- _Given instruction_
Render the lines starting at the one containing "Hi there! Could you please locate the bird's black" and ending at the last line of the items as a Markdown table, leaving out blank lines. Use the column n for the row number and the column Line for the line.

[Recorded data]
__________

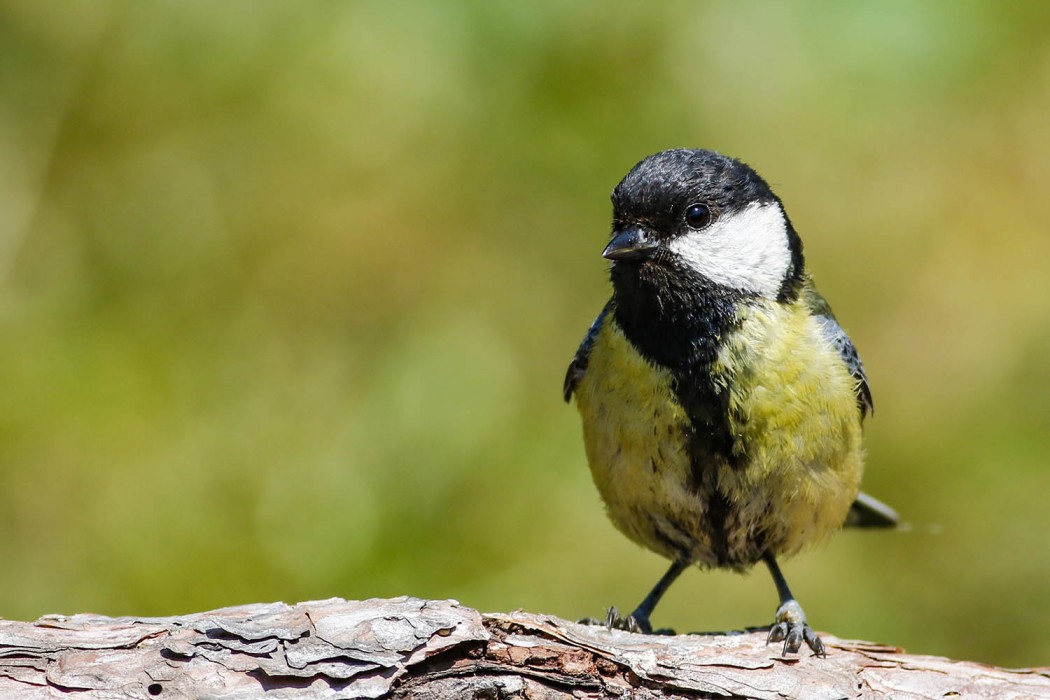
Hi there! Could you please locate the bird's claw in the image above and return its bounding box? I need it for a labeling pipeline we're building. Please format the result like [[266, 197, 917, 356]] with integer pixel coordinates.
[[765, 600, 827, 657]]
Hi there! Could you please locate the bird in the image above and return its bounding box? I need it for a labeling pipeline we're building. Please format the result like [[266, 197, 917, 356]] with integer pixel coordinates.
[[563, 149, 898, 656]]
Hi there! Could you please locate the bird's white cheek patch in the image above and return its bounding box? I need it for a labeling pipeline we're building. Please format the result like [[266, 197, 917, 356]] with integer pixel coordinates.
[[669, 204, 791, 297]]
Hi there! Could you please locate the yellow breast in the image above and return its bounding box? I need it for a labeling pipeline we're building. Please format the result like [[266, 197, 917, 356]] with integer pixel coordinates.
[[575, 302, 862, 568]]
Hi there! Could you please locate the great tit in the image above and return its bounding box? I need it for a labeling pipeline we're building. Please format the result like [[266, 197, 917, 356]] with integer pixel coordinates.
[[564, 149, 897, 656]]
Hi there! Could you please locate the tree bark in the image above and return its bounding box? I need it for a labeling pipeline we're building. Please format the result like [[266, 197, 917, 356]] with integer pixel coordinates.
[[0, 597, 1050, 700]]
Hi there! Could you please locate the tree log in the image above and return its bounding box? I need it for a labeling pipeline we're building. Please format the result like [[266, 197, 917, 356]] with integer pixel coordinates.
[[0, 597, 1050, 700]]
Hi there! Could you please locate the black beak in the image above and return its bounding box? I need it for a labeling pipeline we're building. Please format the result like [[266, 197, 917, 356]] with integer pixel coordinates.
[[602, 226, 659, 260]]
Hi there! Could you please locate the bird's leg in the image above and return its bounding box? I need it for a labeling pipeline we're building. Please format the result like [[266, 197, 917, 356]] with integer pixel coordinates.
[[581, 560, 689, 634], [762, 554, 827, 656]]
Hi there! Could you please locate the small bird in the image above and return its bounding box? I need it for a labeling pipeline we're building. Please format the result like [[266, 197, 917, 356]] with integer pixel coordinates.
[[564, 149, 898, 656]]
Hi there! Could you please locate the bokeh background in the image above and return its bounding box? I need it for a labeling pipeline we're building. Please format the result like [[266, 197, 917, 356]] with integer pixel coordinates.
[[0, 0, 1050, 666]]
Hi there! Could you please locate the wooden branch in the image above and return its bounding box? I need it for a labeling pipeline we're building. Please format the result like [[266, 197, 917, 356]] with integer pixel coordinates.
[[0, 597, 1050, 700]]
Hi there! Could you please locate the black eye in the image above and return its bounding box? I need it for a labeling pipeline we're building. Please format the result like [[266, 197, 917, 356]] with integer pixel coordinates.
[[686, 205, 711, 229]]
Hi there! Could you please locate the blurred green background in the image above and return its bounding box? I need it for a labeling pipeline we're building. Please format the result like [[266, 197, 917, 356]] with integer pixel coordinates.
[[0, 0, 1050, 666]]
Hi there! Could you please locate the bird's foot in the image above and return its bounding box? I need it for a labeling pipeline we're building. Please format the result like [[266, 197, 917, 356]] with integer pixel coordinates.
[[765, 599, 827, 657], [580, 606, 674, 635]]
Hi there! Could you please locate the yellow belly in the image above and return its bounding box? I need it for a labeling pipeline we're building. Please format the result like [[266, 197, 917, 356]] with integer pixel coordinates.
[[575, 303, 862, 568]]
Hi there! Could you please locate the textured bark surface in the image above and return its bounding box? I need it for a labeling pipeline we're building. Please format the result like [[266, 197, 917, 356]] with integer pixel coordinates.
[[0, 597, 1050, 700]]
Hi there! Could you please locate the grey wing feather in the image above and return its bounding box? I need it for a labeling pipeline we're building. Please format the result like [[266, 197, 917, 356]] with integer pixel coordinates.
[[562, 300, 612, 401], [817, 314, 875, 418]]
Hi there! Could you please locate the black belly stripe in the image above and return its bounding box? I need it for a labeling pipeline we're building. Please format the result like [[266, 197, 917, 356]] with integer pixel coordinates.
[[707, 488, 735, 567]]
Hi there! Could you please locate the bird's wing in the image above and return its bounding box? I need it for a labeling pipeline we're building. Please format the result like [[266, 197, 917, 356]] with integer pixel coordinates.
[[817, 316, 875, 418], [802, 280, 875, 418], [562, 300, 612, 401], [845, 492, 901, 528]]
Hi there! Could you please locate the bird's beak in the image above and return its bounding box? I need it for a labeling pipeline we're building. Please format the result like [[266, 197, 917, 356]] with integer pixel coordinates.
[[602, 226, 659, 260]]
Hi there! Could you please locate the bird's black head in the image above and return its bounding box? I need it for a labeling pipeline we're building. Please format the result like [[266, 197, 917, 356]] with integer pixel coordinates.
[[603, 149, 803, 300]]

__________

- _Answer in full_
| n | Line |
|---|---|
| 1 | Hi there! Could you please locate the bird's black head in the image above and return its bounding box? I need it for a labeling pipeline we're building. Please format the result like [[266, 197, 917, 356]] with integer pixel coordinates. |
| 2 | [[603, 149, 803, 300]] |